#### YOUR INSTRUCTIONS:
Lines below that include the word "distant" should each be copied.

#### RECORDS SUPPLIED:

--- START ---

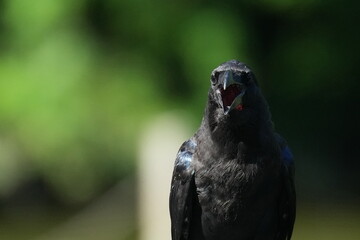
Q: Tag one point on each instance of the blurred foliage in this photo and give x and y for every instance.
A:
(78, 81)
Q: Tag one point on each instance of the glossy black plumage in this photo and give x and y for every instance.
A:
(233, 179)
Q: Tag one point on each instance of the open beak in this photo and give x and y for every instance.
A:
(232, 93)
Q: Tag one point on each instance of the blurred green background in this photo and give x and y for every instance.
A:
(80, 80)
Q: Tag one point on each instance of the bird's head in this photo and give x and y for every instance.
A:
(234, 96)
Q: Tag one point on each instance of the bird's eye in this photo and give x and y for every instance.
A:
(215, 78)
(245, 78)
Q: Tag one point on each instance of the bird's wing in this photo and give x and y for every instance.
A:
(182, 190)
(287, 203)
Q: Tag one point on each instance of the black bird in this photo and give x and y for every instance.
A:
(234, 179)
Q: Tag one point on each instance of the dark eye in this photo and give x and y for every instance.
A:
(215, 78)
(243, 78)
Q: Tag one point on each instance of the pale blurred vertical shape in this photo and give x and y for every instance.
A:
(158, 147)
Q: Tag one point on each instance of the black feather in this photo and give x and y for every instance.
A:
(234, 178)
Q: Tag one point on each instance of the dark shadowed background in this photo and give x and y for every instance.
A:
(81, 83)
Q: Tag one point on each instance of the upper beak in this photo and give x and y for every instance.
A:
(228, 79)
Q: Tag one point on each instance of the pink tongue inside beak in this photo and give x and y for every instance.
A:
(230, 94)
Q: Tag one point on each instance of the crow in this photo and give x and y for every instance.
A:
(234, 179)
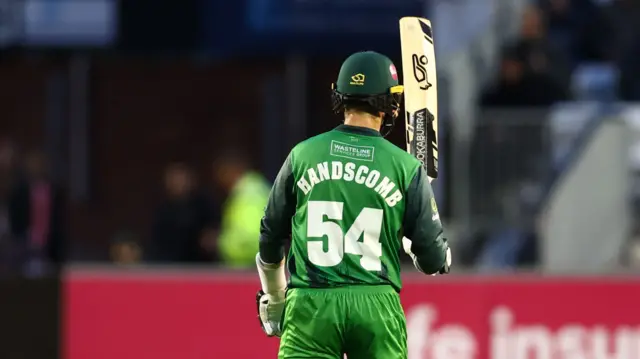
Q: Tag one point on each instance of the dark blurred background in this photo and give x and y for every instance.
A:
(127, 125)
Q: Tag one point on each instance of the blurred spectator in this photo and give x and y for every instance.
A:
(36, 216)
(540, 56)
(125, 249)
(182, 222)
(532, 71)
(7, 174)
(247, 194)
(520, 84)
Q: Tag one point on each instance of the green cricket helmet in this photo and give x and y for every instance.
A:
(368, 81)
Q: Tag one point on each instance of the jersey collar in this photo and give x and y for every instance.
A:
(358, 130)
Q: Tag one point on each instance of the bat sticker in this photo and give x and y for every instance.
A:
(420, 71)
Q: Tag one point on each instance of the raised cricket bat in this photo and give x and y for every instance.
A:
(420, 91)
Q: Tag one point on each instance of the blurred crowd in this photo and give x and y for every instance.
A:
(571, 49)
(566, 50)
(215, 221)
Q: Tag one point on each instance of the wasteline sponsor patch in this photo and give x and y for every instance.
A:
(362, 153)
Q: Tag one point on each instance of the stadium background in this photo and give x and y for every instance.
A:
(116, 119)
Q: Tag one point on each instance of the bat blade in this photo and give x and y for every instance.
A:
(420, 91)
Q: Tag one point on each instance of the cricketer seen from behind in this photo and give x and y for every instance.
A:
(347, 197)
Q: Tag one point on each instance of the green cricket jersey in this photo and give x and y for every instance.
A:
(347, 197)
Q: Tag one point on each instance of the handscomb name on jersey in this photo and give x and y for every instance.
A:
(349, 171)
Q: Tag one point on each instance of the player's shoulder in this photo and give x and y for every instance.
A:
(311, 143)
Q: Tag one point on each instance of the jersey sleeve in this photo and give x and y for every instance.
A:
(422, 225)
(275, 226)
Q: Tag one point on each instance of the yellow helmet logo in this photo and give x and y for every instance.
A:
(357, 80)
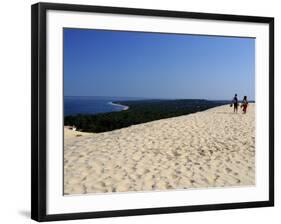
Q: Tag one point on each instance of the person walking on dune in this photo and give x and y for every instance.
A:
(235, 103)
(244, 104)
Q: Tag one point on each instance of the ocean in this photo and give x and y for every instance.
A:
(74, 105)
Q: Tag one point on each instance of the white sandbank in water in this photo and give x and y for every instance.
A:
(119, 105)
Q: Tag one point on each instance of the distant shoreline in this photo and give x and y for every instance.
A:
(119, 105)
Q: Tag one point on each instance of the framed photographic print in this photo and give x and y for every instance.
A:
(140, 111)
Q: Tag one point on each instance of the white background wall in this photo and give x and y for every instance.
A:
(15, 109)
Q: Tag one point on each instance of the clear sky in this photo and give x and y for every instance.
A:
(152, 65)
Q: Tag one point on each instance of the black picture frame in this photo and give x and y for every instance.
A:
(38, 108)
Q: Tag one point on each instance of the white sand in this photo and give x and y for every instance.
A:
(213, 148)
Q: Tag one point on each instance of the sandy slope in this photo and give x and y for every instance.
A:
(213, 148)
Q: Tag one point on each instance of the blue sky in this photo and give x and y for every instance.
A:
(153, 65)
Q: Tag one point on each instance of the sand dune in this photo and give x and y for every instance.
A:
(213, 148)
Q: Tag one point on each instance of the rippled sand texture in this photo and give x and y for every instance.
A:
(213, 148)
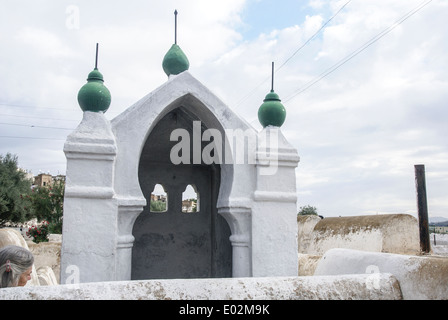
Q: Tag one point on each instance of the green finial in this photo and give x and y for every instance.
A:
(272, 112)
(175, 60)
(94, 96)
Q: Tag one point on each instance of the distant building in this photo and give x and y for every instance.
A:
(46, 179)
(43, 180)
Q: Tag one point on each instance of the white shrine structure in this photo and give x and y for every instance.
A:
(178, 135)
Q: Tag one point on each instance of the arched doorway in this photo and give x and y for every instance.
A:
(177, 242)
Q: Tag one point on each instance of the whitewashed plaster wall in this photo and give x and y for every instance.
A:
(103, 196)
(394, 233)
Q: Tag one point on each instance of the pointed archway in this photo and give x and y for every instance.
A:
(173, 243)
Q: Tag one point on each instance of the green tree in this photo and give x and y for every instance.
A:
(307, 210)
(47, 203)
(13, 187)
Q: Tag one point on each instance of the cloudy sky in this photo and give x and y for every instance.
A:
(364, 83)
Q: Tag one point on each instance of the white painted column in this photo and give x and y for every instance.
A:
(128, 211)
(274, 211)
(239, 219)
(90, 210)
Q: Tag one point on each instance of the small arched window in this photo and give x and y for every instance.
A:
(190, 199)
(159, 199)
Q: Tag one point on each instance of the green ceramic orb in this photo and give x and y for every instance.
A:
(175, 61)
(94, 96)
(272, 112)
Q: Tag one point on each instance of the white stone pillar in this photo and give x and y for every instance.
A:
(128, 211)
(274, 211)
(239, 220)
(89, 233)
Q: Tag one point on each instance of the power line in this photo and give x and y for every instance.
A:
(43, 118)
(295, 52)
(357, 51)
(33, 126)
(33, 138)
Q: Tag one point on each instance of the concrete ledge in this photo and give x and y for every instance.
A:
(282, 288)
(420, 277)
(393, 233)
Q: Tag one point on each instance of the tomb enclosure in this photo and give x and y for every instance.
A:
(241, 220)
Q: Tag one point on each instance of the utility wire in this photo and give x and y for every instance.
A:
(33, 126)
(357, 51)
(34, 138)
(295, 52)
(43, 118)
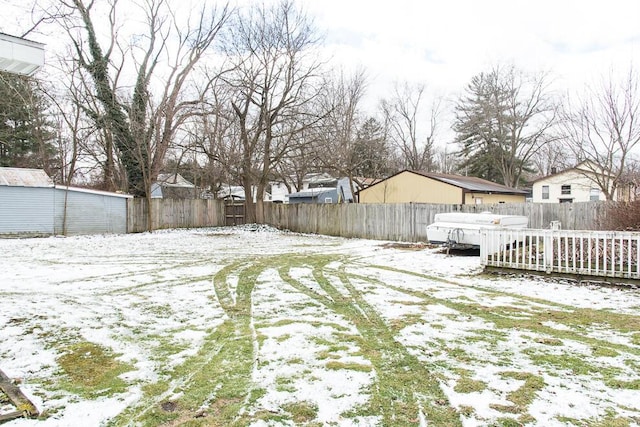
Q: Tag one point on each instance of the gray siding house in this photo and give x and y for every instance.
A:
(317, 195)
(31, 205)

--- END ---

#### TASK RESPONSE:
Q: Tag one point on each instance of the distant shoreline in this photo and give x and y for every instance.
Q: Tag one point on each instance of the distant building in this photo and give x and y for every instance.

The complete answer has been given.